[DATA FOR ANALYSIS Boundary: Start]
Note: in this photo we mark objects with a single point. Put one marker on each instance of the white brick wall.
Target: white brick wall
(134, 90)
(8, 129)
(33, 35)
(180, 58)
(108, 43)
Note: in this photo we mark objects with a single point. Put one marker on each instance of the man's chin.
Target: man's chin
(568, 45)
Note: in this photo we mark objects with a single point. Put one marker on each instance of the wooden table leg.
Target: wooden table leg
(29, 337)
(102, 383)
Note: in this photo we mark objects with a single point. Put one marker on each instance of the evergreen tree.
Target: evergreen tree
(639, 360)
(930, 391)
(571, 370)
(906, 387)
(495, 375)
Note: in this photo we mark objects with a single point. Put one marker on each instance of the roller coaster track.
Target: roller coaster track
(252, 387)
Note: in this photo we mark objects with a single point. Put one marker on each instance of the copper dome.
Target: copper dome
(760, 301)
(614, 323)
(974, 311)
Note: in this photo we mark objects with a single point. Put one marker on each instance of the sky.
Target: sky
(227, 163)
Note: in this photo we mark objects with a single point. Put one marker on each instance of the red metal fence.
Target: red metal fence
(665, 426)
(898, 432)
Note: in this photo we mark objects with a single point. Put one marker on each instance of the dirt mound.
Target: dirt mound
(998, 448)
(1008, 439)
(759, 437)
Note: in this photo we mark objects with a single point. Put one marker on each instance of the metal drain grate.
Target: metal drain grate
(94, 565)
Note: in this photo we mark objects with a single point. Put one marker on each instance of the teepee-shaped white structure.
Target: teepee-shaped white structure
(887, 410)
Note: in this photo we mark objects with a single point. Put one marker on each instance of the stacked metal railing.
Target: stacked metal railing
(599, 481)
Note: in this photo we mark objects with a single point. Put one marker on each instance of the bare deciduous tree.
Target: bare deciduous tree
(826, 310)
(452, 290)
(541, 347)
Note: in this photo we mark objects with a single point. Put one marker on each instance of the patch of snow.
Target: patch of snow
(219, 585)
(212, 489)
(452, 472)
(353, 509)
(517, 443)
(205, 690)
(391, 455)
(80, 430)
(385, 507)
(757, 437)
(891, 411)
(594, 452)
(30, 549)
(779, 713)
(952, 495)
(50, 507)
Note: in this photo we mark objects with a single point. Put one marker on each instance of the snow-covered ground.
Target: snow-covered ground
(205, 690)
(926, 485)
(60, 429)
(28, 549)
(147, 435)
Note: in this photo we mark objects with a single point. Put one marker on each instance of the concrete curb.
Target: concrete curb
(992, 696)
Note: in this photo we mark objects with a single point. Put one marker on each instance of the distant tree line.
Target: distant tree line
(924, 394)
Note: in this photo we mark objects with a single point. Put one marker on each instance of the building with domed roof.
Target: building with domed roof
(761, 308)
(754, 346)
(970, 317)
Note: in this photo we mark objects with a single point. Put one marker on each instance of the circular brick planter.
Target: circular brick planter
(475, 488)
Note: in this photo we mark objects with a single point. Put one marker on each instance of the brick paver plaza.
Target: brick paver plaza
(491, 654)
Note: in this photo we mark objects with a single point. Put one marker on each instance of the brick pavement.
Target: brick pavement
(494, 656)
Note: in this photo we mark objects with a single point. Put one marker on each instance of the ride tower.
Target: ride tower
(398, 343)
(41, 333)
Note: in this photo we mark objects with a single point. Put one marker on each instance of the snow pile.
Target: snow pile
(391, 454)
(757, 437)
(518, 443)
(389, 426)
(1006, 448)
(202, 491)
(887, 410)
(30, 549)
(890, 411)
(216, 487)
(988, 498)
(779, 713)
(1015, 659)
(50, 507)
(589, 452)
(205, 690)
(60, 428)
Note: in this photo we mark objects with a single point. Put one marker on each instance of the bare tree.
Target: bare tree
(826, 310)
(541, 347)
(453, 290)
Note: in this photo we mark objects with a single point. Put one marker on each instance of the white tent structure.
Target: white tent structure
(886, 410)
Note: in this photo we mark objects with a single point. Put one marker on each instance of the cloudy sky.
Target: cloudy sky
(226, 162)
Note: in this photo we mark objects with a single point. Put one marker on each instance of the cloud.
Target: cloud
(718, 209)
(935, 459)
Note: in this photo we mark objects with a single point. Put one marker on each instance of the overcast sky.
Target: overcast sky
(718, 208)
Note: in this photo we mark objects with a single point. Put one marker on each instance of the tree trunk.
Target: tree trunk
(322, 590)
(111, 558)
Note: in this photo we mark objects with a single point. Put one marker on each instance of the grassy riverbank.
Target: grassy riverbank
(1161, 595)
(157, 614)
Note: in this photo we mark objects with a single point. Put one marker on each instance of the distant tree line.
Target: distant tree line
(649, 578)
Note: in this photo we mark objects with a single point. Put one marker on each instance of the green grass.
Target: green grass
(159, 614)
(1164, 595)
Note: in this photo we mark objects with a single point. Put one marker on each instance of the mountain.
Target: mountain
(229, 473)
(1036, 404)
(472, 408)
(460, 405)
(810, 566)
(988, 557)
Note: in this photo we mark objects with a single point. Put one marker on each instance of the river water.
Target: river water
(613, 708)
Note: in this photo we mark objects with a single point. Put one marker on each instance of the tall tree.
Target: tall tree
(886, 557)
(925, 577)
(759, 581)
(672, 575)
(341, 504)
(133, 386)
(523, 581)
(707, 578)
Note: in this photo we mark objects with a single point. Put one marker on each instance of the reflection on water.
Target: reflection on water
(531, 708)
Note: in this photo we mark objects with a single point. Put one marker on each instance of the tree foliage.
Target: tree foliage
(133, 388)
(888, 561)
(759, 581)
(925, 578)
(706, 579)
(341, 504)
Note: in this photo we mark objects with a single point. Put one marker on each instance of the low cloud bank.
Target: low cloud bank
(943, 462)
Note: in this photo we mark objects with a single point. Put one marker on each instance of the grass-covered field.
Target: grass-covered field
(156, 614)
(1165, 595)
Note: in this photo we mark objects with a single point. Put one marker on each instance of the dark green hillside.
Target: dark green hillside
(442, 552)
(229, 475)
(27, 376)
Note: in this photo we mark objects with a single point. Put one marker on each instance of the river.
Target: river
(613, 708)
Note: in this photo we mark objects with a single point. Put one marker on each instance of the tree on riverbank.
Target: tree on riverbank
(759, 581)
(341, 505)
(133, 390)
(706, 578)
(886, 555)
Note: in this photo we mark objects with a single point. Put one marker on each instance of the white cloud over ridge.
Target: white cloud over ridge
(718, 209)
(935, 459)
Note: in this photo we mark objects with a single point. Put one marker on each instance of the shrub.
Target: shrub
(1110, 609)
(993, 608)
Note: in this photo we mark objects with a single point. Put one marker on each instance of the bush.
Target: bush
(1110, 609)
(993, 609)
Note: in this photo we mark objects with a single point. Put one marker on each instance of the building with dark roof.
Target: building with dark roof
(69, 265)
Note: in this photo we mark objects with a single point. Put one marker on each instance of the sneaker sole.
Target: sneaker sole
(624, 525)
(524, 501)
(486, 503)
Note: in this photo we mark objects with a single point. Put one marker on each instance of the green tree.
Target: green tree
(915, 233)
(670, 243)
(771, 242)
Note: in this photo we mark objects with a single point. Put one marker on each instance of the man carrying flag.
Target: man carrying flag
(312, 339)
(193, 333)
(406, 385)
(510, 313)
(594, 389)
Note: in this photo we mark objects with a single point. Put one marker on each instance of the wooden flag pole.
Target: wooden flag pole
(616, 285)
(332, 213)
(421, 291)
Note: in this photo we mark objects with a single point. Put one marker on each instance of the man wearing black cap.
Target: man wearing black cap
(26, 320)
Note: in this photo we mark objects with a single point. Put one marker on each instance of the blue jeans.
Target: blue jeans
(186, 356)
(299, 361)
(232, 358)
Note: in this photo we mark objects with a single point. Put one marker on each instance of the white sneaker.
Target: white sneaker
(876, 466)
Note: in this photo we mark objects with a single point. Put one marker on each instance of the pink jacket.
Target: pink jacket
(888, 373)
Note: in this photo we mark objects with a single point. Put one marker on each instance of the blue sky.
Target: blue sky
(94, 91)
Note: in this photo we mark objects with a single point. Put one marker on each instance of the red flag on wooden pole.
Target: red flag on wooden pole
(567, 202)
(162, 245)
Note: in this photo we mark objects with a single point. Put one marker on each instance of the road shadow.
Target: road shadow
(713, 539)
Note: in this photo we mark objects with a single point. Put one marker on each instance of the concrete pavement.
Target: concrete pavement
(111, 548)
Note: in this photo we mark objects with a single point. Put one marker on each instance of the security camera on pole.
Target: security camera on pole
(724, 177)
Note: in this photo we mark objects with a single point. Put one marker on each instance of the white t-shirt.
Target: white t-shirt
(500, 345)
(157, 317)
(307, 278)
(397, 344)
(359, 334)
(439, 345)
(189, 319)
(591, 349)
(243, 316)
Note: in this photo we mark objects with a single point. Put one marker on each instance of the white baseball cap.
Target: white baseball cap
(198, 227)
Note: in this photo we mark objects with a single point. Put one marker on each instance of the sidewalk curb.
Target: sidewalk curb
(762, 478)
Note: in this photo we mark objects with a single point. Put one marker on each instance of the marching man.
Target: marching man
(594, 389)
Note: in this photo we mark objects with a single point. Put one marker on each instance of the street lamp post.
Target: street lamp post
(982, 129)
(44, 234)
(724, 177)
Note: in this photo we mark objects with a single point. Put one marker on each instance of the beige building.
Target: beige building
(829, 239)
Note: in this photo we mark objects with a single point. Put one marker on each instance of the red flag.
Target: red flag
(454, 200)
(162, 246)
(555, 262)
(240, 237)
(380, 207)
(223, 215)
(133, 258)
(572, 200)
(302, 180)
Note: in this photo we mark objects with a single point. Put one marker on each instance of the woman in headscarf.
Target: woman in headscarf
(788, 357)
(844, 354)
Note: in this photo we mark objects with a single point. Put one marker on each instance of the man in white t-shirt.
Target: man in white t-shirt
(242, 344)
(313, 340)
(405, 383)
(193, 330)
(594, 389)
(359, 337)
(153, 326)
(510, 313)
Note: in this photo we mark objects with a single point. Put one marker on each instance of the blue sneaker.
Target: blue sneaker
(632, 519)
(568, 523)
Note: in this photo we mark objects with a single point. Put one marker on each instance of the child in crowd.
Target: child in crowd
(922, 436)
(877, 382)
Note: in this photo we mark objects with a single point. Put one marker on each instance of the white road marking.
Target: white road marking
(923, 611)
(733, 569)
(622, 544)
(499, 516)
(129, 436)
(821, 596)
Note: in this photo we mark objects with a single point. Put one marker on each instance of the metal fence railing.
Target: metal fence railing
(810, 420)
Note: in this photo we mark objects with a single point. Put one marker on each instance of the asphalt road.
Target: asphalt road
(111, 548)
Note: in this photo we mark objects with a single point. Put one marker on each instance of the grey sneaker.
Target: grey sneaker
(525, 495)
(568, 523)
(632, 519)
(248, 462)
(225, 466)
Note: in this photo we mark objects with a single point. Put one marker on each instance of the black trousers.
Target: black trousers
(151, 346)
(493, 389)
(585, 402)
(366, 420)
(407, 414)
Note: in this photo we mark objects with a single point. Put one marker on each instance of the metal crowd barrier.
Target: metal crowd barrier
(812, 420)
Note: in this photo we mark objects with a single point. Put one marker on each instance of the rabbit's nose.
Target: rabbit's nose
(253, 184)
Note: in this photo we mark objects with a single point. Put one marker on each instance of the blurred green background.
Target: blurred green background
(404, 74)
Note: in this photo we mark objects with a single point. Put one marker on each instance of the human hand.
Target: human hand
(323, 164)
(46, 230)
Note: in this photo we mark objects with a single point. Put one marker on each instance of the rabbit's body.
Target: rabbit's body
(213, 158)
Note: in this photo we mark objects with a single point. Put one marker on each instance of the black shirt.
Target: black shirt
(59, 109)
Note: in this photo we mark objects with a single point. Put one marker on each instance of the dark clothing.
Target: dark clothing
[DATA FOR ANALYSIS Boundary: End]
§ **WHAT TO PRODUCE**
Using the material, show each line where the string "clothing" can be found.

§ **SOLUTION TO THE PROBLEM**
Note: in this photo we mark objects with a single point. Put one marker on each instance of the dark clothing.
Target: dark clothing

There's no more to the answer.